▶ **WHAT IS ASKED**: Print the entries that appear below, exactly as written and without their pictures.

[Stored data entries]
- - -

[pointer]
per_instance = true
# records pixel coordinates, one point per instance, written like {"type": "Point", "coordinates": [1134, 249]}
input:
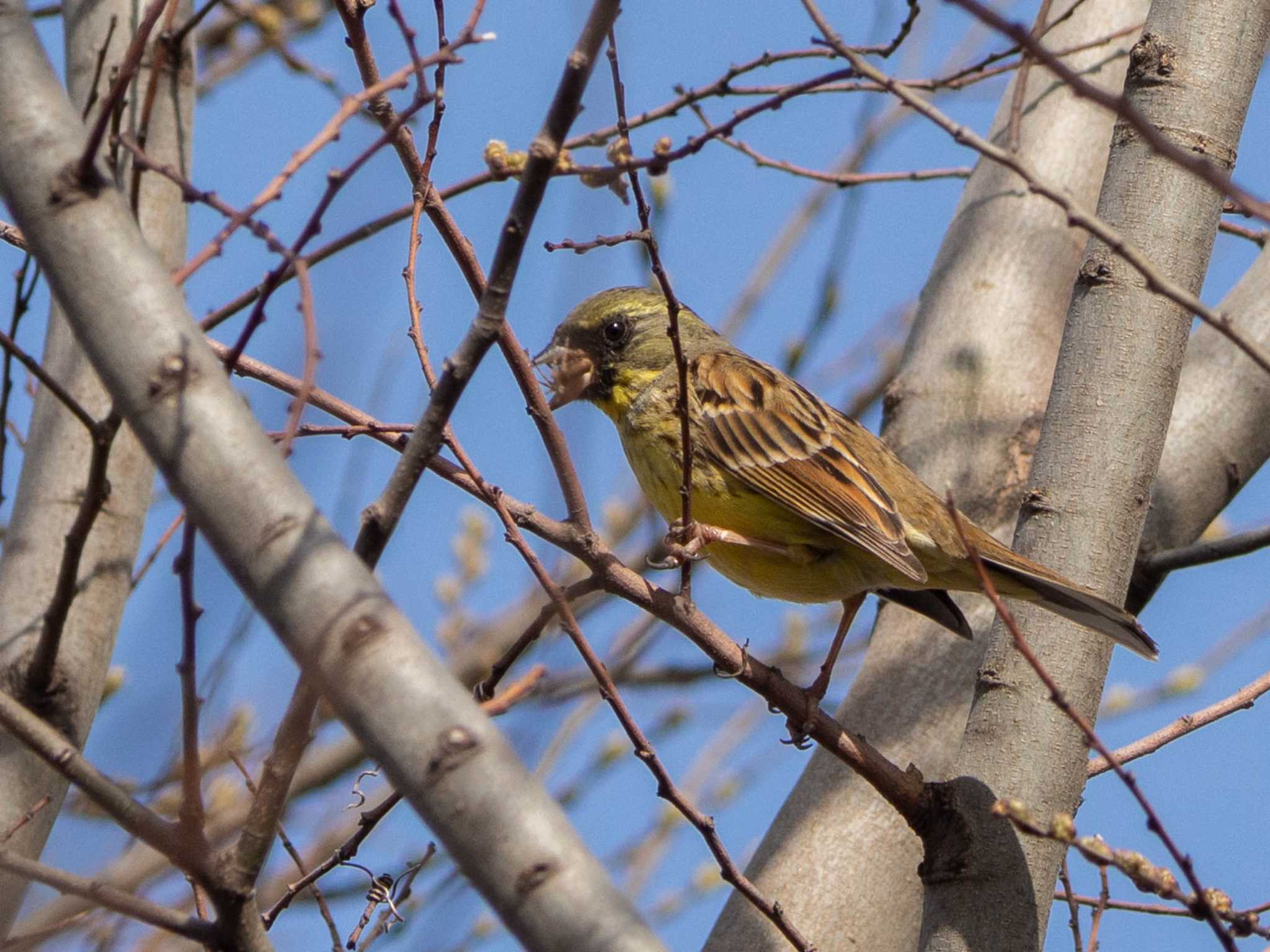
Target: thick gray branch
{"type": "Point", "coordinates": [1192, 75]}
{"type": "Point", "coordinates": [964, 412]}
{"type": "Point", "coordinates": [510, 838]}
{"type": "Point", "coordinates": [56, 465]}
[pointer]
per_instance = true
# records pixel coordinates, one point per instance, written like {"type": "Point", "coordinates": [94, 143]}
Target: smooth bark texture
{"type": "Point", "coordinates": [1192, 75]}
{"type": "Point", "coordinates": [56, 462]}
{"type": "Point", "coordinates": [1219, 436]}
{"type": "Point", "coordinates": [504, 831]}
{"type": "Point", "coordinates": [964, 413]}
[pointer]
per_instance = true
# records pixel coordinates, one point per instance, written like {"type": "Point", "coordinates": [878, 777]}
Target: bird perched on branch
{"type": "Point", "coordinates": [790, 498]}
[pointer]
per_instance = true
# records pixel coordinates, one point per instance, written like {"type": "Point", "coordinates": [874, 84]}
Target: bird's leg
{"type": "Point", "coordinates": [685, 544]}
{"type": "Point", "coordinates": [814, 694]}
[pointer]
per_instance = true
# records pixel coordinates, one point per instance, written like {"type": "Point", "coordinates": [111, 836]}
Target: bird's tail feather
{"type": "Point", "coordinates": [1077, 604]}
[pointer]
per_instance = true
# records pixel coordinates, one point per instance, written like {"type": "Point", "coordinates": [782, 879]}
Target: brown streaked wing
{"type": "Point", "coordinates": [784, 442]}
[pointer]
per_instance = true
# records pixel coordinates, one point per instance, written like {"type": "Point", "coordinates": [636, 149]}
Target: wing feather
{"type": "Point", "coordinates": [785, 443]}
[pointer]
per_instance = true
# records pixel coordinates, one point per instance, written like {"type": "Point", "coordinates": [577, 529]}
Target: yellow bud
{"type": "Point", "coordinates": [1184, 679]}
{"type": "Point", "coordinates": [115, 678]}
{"type": "Point", "coordinates": [447, 588]}
{"type": "Point", "coordinates": [619, 151]}
{"type": "Point", "coordinates": [1064, 828]}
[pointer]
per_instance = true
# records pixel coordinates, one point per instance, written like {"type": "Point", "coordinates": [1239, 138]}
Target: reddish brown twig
{"type": "Point", "coordinates": [97, 490]}
{"type": "Point", "coordinates": [1094, 741]}
{"type": "Point", "coordinates": [1240, 701]}
{"type": "Point", "coordinates": [24, 819]}
{"type": "Point", "coordinates": [1016, 102]}
{"type": "Point", "coordinates": [580, 248]}
{"type": "Point", "coordinates": [672, 309]}
{"type": "Point", "coordinates": [86, 172]}
{"type": "Point", "coordinates": [905, 790]}
{"type": "Point", "coordinates": [666, 786]}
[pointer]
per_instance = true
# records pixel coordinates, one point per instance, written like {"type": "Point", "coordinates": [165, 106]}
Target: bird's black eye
{"type": "Point", "coordinates": [615, 332]}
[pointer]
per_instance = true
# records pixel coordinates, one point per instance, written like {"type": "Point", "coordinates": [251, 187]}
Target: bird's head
{"type": "Point", "coordinates": [616, 343]}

- - -

▶ **ANSWER TO THIS PROBLEM**:
[pointer]
per_instance = true
# records pixel coordinates, one point per instance, written like {"type": "Point", "coordinates": [1134, 249]}
input:
Target: thick gray branch
{"type": "Point", "coordinates": [1192, 75]}
{"type": "Point", "coordinates": [964, 412]}
{"type": "Point", "coordinates": [510, 838]}
{"type": "Point", "coordinates": [56, 465]}
[pointer]
per_instance = true
# records pixel coordinates, one point per instance, written like {"type": "Point", "coordinates": [94, 143]}
Target: smooth bark texture
{"type": "Point", "coordinates": [1192, 75]}
{"type": "Point", "coordinates": [56, 462]}
{"type": "Point", "coordinates": [1219, 436]}
{"type": "Point", "coordinates": [504, 831]}
{"type": "Point", "coordinates": [964, 413]}
[pointer]
per_instance = true
# records pixel coordinates, one point per instance, written like {"type": "Point", "coordinates": [878, 777]}
Target: bird perched on branch
{"type": "Point", "coordinates": [790, 498]}
[pointer]
per_instance = true
# records pixel coordinates, one point per instance, written like {"type": "Point", "coordinates": [874, 84]}
Target: bird's leg
{"type": "Point", "coordinates": [685, 544]}
{"type": "Point", "coordinates": [814, 694]}
[pointer]
per_instance = true
# records pixel coordinates, one point per instance, written like {"type": "Point", "coordinates": [111, 836]}
Target: bird's tail feather
{"type": "Point", "coordinates": [1077, 604]}
[pointer]
per_instance = true
# records pixel coordinates, one point per instance, written like {"type": "Point", "coordinates": [782, 879]}
Target: brown streaked wing
{"type": "Point", "coordinates": [784, 442]}
[pointer]
per_instance = true
# records pixel coordinates, one point per instance, written like {"type": "Point", "coordinates": [636, 149]}
Target: wing feather
{"type": "Point", "coordinates": [785, 443]}
[pointer]
per_instance = true
# records pixel coordinates, one point per instance, written like {"type": "Point", "coordinates": [577, 529]}
Target: yellow bud
{"type": "Point", "coordinates": [1184, 679]}
{"type": "Point", "coordinates": [115, 678]}
{"type": "Point", "coordinates": [447, 588]}
{"type": "Point", "coordinates": [619, 151]}
{"type": "Point", "coordinates": [1064, 828]}
[pointer]
per_instance = true
# records pixel coordinates, one point per instance, written like {"type": "Point", "coordinates": [1239, 138]}
Target: reddish brown twig
{"type": "Point", "coordinates": [97, 490]}
{"type": "Point", "coordinates": [1094, 741]}
{"type": "Point", "coordinates": [1240, 701]}
{"type": "Point", "coordinates": [24, 819]}
{"type": "Point", "coordinates": [1016, 102]}
{"type": "Point", "coordinates": [580, 248]}
{"type": "Point", "coordinates": [672, 309]}
{"type": "Point", "coordinates": [86, 172]}
{"type": "Point", "coordinates": [905, 790]}
{"type": "Point", "coordinates": [666, 786]}
[pointer]
per_instance = true
# records pixel coordinates, one point per instance, written like {"type": "Point", "coordinates": [165, 106]}
Target: bird's black eye
{"type": "Point", "coordinates": [615, 332]}
[pointer]
per_instance = true
# records pixel coordinates, one point per instance, written like {"type": "Point", "coordinates": [251, 187]}
Target: bird's head
{"type": "Point", "coordinates": [616, 343]}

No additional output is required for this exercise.